>> Start Source data

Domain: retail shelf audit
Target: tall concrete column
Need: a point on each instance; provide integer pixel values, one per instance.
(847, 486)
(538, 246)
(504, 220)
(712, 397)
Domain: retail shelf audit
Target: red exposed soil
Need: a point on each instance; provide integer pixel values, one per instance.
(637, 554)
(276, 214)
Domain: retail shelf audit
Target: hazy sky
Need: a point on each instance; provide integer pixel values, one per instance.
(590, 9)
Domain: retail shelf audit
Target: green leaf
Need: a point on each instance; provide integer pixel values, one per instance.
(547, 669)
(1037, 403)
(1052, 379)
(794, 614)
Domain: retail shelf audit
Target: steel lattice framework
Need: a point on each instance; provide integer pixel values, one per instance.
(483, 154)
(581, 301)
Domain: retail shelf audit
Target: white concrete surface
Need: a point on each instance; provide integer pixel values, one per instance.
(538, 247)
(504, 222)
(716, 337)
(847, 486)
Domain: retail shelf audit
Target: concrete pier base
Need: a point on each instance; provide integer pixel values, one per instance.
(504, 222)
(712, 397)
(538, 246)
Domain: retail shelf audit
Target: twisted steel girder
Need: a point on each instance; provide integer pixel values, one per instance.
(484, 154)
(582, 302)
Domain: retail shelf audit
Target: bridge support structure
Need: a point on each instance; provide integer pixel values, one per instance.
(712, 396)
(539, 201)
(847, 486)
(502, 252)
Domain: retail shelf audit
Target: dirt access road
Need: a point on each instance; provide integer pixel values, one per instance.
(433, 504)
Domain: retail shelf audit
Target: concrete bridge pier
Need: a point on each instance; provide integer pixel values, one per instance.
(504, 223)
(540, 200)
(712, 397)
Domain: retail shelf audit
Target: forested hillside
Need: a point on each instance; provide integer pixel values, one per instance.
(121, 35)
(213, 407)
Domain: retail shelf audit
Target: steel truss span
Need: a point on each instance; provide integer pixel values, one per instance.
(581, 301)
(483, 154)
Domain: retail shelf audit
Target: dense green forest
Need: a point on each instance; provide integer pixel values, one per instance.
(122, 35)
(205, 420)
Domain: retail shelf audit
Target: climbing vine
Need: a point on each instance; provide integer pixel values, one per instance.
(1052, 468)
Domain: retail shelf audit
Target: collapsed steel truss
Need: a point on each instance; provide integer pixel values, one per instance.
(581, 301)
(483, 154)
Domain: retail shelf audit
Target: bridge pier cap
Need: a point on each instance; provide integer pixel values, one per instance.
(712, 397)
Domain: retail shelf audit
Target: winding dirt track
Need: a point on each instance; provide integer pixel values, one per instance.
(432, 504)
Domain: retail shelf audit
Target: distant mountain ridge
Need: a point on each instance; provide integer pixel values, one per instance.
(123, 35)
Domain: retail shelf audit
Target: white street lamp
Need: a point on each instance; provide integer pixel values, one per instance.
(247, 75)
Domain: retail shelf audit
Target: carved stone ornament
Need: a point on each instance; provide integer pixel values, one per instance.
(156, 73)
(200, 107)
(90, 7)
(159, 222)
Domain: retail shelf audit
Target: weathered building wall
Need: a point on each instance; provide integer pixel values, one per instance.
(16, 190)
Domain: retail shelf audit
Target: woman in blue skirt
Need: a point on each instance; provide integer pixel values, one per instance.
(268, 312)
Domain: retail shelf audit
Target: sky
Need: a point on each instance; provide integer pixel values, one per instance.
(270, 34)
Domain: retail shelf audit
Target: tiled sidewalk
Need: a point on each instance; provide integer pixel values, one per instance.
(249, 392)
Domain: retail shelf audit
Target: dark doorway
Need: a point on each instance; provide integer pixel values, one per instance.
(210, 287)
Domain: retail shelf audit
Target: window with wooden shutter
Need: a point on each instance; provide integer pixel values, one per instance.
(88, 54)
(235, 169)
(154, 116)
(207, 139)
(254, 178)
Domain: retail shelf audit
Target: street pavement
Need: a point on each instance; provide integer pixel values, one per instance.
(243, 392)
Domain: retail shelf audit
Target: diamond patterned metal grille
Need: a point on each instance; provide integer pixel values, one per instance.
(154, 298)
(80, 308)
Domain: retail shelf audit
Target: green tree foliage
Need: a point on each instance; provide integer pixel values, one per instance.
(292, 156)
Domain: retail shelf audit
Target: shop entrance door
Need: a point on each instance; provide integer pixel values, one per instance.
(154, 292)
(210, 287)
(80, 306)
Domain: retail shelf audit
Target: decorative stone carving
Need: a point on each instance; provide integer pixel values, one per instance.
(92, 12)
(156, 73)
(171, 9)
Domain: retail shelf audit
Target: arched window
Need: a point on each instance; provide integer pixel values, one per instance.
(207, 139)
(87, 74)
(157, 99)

>> End Source data

**What is expected:** All entries shown above should be printed again exactly.

**Task response:**
Domain: retail shelf audit
Target: tall concrete column
Need: a point on each instance; provide integer pixel values, one per instance.
(847, 486)
(538, 246)
(504, 220)
(712, 397)
Domain: retail shelf audit
Target: red exposed soil
Need: a point on each instance; provide integer pixel values, one per instance.
(637, 554)
(276, 214)
Domain: retail shelf audit
Target: hazy sky
Need: a point on each instance; provide integer pixel values, one per instance.
(590, 9)
Domain: retail shelf audit
Target: green leaf
Need: a point on each instance; provide integer pixel values, one per instance.
(547, 669)
(1037, 403)
(1052, 379)
(794, 614)
Domain: retail shelf audit
Target: steel lattice framework
Need: a point on each instance; provide integer pixel values, one per instance.
(483, 154)
(581, 301)
Domain: retail shelf audit
Target: white concrete surface
Need: a point on each instance; provide integer pixel values, one per instance.
(538, 247)
(504, 222)
(716, 337)
(847, 486)
Domain: retail shelf audit
Target: concrete pier base
Need: a point on each instance; provide integer pixel values, one per instance.
(504, 222)
(712, 397)
(538, 246)
Domain: retail shelf audit
Target: twisted steel girder
Need: a point on each instance; provide integer pixel values, one per instance.
(484, 154)
(582, 302)
Domain: retail shelf audit
Target: bridge support structure
Need: a point on each instance; provide integer pixel values, one per instance.
(712, 396)
(539, 201)
(847, 486)
(502, 252)
Domain: retail shelf audit
Target: dirt access road
Need: a point on each instance; provide integer pixel values, one per instance.
(433, 504)
Domain: retail shelf audit
Target: concrete bridge pier
Need: a point on each instance; provide integer pixel values, one per instance.
(504, 223)
(540, 200)
(712, 397)
Domain: retail shelf audit
Target: forested hillside
Need: a point on each instance; provide integer pixel values, one per instance.
(121, 35)
(213, 407)
Domain: retail shelf audit
Target: steel truss span
Need: a point on each instance; provide integer pixel values, one per instance.
(581, 301)
(483, 154)
Domain: retail shelf audit
Target: dense green forest
Need: a point on each instance; provide integer pixel values, one per instance.
(122, 35)
(205, 420)
Domain: retail shelf audit
Target: climbing vine
Need: a point on each instance; provide integer pixel values, one per instance.
(1052, 468)
Domain: retail shelf audit
Target: collapsed steel truss
Need: a point on each instance; provide integer pixel values, one per instance.
(581, 301)
(483, 154)
Domain: retail shelf audit
Target: bridge pier cap
Need: a point on each instance; provide integer pixel values, one per instance.
(712, 397)
Domain: retail shelf audit
Target: winding dirt track
Need: a point on each instance; provide integer pixel values, one per instance.
(432, 504)
Domain: retail shelf audit
Target: distant mountain ridge
Need: a point on each instance; provide integer pixel values, one per instance.
(123, 35)
Domain: retail shelf audit
Target: white street lamp
Need: a point on each instance; provide integer pixel values, one per instance.
(247, 75)
Domain: retail shelf audit
Target: carved stone ornament
Need: a point on each instance; provide integer pixel values, one per instance.
(156, 73)
(200, 107)
(90, 7)
(159, 222)
Domain: retail shelf audit
Target: weathered building wall
Need: a point on each instance; provide integer pixel values, one per instance.
(16, 190)
Domain: retail shelf audit
Target: woman in blue skirt
Need: a point on each instance; provide integer pixel values, one per instance.
(268, 312)
Domain: retail shelf audit
Target: sky
Need: a point on each instance; provide integer pixel values, one per instance.
(270, 34)
Domain: retail shelf audit
Target: tiled sidewalk
Need: a point on each instance; provide integer pixel values, one per instance.
(249, 392)
Domain: retail shelf audit
Target: dark doorway
Need: a point on each instance; provide integer pixel values, one per instance.
(210, 287)
Domain: retail shelf audit
Target: window with wooden shutter
Need: a point on each instance; provide integer pixel values, one per instance.
(88, 54)
(235, 169)
(154, 116)
(207, 139)
(254, 178)
Domain: retail shelf audit
Target: street pavement
Need: a point on each instance; provide integer pixel values, one per instance.
(243, 392)
Domain: retail shelf audit
Target: diamond patterned metal grille
Need: a point on each instance; provide integer pixel values, one per instance.
(154, 298)
(80, 308)
Domain: retail shelf audit
Target: green tree foliage
Need: a point on each instance; provide integer pixel values, one per instance.
(292, 156)
Domain: retail shelf audit
Target: shop entrance door
Need: a point on each instance; provide integer pixel values, one per instance.
(154, 292)
(210, 287)
(80, 306)
Domain: retail shelf audit
Target: decorative stone carving
Need: a point on each instance; provide integer pixel values, one per instance.
(92, 12)
(156, 73)
(171, 9)
Domain: retail shelf audit
Target: arched window
Need: a point on each instance; provide integer pixel values, one per instance.
(207, 139)
(87, 74)
(157, 99)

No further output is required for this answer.